### [Document text]

Ponce de Leon Barido, Diego; Fobi Nsutezo, Sally Simone; Taneja, Jay

Background:
It is widely accepted that electricity is an important element for improving levels of human development and wealth creation in rural areas. Yet, little research has explored the conditions under which electrification could lead to wealth creation post-electrification. Using Kenya as a case study, this paper uses natural capital (NC) and infrastructural capital (IC) data to compare the enabling environments under which electrification could lead to wealth creation (and persistent demand for electricity) post-electrification.


Methods:
We use multiple spatial data sets to create three different metrics for NC and IC and use them to create a micro-enterprise development index (MED index). NC data is composed of water body data (major rivers and access to irrigation infrastructure), soil data (soil quality and agro-ecological potential), and agricultural data (crop intensity and diversity). IC is composed of spatial data spanning major towns, first and second tier roads, electricity infrastructure (transmission grid, location of government, and entrepreneur run off-grid electrification projects), population density, access to education, trade centers (markets), healthcare, and access to financial services. We perform feature scaling on NC and IC data and use them to create a MED index, which we use to represent the potential for rural micro-enterprises to create wealth, post-electrification. We compare this spatial proxy to a nightlights GDP per capita proxy developed by the World Bank in 2015 and provide a discussion highlighting the benefits and drawbacks of our approach and of using nightlights as a single metric for wealth in rural areas.

### [Stored data]
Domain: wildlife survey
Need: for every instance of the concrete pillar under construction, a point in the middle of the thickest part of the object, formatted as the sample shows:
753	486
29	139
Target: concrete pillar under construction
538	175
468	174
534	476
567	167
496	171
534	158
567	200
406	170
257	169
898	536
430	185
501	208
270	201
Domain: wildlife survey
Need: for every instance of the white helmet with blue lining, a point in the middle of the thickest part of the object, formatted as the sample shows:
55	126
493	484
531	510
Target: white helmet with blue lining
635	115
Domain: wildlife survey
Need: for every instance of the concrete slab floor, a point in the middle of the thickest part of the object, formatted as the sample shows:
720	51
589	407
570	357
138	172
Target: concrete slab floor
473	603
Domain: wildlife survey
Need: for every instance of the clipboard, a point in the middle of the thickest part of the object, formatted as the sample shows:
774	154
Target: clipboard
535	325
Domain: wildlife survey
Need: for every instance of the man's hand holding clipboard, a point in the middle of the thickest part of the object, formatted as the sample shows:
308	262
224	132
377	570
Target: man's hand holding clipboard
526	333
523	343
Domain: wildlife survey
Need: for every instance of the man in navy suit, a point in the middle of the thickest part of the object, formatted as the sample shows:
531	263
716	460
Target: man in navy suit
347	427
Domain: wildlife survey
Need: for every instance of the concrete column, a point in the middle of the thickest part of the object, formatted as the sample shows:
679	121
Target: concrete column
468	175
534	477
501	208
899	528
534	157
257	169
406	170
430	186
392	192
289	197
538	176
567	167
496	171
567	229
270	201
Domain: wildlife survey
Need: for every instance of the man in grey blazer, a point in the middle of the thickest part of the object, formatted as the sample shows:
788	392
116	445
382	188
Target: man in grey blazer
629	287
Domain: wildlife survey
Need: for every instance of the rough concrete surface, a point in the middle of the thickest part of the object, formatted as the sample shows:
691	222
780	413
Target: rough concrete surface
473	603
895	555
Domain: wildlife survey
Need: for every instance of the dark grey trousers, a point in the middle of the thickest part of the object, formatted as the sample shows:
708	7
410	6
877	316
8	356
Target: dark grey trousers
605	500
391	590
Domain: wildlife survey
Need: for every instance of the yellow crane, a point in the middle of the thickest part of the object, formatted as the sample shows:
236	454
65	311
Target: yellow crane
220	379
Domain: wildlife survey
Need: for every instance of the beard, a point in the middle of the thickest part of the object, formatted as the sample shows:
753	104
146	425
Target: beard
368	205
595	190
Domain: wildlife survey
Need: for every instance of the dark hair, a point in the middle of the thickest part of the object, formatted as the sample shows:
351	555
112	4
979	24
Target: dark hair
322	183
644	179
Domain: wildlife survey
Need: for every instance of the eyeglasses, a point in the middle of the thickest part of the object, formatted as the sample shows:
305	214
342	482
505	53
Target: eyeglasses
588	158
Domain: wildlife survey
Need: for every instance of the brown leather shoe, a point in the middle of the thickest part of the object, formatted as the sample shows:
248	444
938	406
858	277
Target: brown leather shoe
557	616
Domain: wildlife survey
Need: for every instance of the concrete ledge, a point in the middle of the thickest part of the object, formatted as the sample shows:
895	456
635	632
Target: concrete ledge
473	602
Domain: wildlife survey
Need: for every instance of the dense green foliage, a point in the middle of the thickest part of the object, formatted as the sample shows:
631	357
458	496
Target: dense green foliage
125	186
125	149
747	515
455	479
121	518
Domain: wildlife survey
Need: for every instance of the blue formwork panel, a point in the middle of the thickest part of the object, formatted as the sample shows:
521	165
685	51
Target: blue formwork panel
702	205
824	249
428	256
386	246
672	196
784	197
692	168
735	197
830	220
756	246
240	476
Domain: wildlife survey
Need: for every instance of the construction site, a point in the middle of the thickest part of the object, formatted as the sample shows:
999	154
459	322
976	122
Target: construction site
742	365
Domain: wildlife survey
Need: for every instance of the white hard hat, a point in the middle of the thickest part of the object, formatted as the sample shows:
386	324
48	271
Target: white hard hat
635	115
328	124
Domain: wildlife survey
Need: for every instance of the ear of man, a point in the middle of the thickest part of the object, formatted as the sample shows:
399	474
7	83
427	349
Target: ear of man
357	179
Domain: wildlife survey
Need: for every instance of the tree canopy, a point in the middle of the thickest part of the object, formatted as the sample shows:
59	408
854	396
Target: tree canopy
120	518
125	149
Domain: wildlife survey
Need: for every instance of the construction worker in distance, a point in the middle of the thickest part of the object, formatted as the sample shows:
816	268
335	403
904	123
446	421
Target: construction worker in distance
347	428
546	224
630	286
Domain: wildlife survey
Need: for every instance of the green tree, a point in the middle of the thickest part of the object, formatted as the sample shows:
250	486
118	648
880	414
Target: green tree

### [Your task]
Carry on the abstract about electrification and wealth creation in rural Kenya from its last sentence, and leave the listing aside.

### [Written answer]
Results:
In Kenya, infrastructural capital follows natural capital. Regions with greater natural capital have relatively higher development and penetration of infrastructural capital. We observe a large discrepancy between our MED index and the nightlights income proxy, which could be caused by an underestimate of economic activity by nightlights, and an overestimate by the MED index, being that it is a measure of “potential” wealth (as opposed to current wealth).


Conclusions:
A spatial aggregation of natural and infrastructural capital, and nightlights data, could be an accurate demand-side input for electrification supply-side models including grid-expansion and off-grid strategies.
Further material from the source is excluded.